----- EXTRACT
Ind. Decisions - Court of Appeals issues 3 today (and 7 NFP)

For publication opinions today (3):

In Gary Lamb v. Mid Indiana Service Company, Inc., B2 Contractors, LLC, C&M Wrecking Inc., and C&M Trucking & Excavating Inc., a 7-page opinion, Sr. Judge Sharpnack writes:

Gary Lamb, while working for Kingdom Electric, a subcontractor together with others of Mid Indiana Service Company, Inc., the general contractor for a construction project, sustained injuries when a trench partially collapsed. Lamb sued Mid Indiana and others to recover damages for his injuries. Mid Indiana moved for summary judgment and Lamb responded. Both parties designated evidence. The trial court granted summary judgment and entered final judgment for Mid Indiana. Lamb appeals. We reverse and remand.

The issue presented is whether there are any genuine issues of material fact shown in the designated evidence which preclude summary judgment for Mid Indiana. * * *

Here, although the general contractor may not have assumed responsibility for providing a safe work place for all subcontractors, by its actions through Conarro it created a condition in the work place that posed an unreasonable risk of harm to Lamb. Thus, there are genuine issues of material fact that preclude summary judgment for Mid Indiana.
----------
----- EXERCISE DATA
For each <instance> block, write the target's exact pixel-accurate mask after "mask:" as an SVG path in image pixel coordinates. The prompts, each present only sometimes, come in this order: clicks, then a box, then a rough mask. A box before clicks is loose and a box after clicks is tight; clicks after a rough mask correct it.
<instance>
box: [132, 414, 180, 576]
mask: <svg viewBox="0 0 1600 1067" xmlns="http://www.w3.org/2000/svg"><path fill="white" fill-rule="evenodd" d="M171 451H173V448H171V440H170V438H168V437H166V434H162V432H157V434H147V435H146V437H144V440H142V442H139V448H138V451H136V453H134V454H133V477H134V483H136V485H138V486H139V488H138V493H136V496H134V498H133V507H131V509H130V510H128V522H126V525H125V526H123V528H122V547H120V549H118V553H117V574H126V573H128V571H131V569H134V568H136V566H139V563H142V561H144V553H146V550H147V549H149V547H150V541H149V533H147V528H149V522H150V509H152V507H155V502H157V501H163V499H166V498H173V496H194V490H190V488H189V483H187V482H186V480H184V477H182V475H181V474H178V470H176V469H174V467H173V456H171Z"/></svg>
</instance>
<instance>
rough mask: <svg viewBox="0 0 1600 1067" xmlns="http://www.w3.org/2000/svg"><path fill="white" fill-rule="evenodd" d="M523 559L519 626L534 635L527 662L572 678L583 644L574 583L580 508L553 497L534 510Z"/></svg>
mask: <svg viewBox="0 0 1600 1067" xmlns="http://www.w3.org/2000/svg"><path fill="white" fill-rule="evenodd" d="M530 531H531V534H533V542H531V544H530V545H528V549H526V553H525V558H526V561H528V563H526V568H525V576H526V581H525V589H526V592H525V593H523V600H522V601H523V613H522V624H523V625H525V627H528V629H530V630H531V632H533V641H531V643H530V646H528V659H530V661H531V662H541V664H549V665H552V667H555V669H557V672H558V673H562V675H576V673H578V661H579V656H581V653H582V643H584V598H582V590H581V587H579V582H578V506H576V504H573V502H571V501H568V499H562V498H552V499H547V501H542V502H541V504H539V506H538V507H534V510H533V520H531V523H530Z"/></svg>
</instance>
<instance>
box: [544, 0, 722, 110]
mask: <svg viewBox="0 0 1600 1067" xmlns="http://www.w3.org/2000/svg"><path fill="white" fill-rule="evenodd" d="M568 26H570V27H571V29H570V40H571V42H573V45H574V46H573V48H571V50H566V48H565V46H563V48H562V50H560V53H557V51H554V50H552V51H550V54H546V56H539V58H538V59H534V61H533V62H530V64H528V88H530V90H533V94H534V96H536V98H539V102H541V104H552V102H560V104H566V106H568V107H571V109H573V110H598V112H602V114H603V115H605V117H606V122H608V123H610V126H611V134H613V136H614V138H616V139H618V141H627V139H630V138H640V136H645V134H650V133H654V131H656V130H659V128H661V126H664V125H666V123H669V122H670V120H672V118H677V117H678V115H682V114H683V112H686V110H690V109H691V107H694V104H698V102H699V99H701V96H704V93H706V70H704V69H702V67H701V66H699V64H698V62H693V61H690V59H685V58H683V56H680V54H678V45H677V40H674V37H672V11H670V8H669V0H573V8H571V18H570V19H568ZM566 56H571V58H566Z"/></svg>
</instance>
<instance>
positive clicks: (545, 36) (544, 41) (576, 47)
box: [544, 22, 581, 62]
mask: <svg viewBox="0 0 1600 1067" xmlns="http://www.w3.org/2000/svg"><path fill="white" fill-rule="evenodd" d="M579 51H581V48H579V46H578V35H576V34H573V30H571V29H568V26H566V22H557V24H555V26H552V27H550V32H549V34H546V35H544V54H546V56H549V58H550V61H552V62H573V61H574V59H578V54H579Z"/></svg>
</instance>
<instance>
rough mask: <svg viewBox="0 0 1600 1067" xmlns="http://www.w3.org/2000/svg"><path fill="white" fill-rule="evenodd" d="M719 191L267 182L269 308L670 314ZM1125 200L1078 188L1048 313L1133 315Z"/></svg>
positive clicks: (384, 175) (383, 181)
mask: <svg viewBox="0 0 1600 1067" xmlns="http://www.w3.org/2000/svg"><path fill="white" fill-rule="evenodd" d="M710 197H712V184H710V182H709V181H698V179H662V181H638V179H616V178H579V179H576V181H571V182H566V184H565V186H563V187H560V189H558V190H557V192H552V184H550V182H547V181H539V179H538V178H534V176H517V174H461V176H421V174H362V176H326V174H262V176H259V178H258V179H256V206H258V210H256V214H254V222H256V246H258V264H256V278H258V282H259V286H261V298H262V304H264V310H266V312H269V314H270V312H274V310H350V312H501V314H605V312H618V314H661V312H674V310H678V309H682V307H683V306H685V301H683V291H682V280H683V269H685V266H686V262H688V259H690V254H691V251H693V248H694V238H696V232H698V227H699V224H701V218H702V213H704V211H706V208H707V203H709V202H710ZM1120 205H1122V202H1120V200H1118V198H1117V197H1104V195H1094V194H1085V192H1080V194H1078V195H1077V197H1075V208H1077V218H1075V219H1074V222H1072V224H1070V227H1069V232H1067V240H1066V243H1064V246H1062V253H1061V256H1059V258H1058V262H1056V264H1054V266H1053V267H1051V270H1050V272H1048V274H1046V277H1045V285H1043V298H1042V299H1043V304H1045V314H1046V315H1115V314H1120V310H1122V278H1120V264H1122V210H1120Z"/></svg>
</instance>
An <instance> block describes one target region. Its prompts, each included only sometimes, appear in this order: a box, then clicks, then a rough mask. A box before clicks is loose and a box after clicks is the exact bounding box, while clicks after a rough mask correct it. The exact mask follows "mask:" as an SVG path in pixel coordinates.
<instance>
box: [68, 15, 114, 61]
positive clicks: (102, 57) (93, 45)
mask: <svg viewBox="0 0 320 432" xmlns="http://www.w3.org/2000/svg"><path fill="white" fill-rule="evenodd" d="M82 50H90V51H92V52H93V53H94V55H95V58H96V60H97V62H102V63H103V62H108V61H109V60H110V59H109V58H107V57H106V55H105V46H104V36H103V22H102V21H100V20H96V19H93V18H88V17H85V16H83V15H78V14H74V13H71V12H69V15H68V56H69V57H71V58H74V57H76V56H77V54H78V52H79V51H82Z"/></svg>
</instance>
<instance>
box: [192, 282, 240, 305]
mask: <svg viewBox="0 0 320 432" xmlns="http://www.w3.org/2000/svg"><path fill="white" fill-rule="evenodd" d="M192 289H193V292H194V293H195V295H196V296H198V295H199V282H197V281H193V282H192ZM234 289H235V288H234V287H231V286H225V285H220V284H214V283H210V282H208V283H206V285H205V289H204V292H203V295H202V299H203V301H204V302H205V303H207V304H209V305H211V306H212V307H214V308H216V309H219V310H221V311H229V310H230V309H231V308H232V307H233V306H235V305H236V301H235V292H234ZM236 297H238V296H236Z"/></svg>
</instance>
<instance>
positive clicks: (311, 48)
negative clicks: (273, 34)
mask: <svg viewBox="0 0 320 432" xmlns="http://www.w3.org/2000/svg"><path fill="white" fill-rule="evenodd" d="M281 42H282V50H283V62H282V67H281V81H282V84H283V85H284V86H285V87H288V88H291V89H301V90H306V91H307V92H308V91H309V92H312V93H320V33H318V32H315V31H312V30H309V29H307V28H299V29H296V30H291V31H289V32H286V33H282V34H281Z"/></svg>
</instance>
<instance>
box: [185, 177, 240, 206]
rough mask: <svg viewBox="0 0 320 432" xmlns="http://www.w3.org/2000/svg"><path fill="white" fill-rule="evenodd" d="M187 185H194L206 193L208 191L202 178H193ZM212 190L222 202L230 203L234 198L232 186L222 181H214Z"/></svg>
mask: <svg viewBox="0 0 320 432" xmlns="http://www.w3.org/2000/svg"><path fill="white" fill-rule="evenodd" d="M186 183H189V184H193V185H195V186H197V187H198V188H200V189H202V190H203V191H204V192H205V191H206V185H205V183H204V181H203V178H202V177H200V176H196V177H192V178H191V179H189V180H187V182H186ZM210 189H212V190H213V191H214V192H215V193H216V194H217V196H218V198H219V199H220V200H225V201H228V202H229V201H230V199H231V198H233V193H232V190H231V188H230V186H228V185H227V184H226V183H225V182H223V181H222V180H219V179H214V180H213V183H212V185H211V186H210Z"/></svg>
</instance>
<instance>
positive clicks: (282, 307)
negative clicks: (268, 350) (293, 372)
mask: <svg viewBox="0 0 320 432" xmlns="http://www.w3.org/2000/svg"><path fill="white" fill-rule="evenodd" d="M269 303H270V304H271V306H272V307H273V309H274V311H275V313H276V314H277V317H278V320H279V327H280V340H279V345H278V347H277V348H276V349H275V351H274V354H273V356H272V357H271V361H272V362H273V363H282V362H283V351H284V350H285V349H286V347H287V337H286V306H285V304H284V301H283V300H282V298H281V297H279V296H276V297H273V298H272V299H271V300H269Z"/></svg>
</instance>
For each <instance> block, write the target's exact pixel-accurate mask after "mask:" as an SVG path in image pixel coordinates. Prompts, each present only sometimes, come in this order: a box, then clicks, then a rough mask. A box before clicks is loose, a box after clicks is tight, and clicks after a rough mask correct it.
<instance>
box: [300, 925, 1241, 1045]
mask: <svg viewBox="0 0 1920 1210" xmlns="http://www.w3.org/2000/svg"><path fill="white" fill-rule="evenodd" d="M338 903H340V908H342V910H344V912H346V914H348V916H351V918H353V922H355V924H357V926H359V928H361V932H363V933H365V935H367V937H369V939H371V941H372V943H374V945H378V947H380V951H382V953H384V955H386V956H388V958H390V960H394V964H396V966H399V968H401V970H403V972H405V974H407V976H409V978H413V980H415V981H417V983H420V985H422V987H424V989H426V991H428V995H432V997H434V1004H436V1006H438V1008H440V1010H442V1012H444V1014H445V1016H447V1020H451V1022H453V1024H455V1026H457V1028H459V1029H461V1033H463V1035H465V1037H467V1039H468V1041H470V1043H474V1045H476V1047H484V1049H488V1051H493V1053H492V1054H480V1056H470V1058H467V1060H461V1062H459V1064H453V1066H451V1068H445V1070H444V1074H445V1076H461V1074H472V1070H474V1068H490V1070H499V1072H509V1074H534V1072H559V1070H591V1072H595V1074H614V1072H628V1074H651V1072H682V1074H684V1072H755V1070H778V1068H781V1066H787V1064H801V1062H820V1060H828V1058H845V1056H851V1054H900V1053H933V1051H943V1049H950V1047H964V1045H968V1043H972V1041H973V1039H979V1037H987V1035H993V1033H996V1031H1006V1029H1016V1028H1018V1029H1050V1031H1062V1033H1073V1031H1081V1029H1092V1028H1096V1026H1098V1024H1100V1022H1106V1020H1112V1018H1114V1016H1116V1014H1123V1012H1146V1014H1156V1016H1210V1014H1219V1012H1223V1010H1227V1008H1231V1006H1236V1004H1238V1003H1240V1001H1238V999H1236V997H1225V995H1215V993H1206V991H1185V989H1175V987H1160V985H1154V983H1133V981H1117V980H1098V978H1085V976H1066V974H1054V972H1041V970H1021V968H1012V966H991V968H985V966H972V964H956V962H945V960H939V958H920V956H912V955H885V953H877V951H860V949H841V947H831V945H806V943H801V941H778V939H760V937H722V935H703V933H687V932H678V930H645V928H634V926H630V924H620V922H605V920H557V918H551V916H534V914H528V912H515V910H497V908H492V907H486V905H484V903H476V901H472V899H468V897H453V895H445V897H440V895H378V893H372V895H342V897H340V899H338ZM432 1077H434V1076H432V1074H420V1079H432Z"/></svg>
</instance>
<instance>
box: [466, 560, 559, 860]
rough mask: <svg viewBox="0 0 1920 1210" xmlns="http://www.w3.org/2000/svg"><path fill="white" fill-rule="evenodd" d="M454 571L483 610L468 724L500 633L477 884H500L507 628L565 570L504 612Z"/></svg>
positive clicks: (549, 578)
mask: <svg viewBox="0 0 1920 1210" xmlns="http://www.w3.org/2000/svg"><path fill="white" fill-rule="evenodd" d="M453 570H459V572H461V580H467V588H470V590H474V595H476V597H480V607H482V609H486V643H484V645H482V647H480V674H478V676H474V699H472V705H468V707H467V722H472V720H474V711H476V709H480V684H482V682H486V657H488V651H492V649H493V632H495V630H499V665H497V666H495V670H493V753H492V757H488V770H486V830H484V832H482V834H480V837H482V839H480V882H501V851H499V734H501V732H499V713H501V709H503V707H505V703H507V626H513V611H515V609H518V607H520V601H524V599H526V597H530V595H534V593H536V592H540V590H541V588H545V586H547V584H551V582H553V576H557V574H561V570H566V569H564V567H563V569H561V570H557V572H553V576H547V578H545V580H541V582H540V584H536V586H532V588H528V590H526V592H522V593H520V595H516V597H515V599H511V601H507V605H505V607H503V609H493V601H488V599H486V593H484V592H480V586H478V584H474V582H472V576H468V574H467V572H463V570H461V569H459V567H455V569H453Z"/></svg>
----------
- [ACTION ITEM A]: In the Court of Appeals excerpt, echo everything from "Gary Lamb, while" down to "reverse and remand.".
- [ACTION ITEM B]: Translate the following sentence from the Court of Appeals excerpt into Spanish: "Lamb sued Mid Indiana and others to recover damages for his injuries."
- [ACTION ITEM C]: List every company that the case name in the Court of Appeals excerpt places after "v."

- [RESPONSE AREA A]:
Gary Lamb, while working for Kingdom Electric, a subcontractor together with others of Mid Indiana Service Company, Inc., the general contractor for a construction project, sustained injuries when a trench partially collapsed. Lamb sued Mid Indiana and others to recover damages for his injuries. Mid Indiana moved for summary judgment and Lamb responded. Both parties designated evidence. The trial court granted summary judgment and entered final judgment for Mid Indiana. Lamb appeals. We reverse and remand.

- [RESPONSE AREA B]: Lamb demandó a Mid Indiana y a otros para obtener una indemnización por sus lesiones.

- [RESPONSE AREA C]:
- Mid Indiana Service Company, Inc.
- B2 Contractors, LLC
- C&M Wrecking Inc.
- C&M Trucking & Excavating Inc.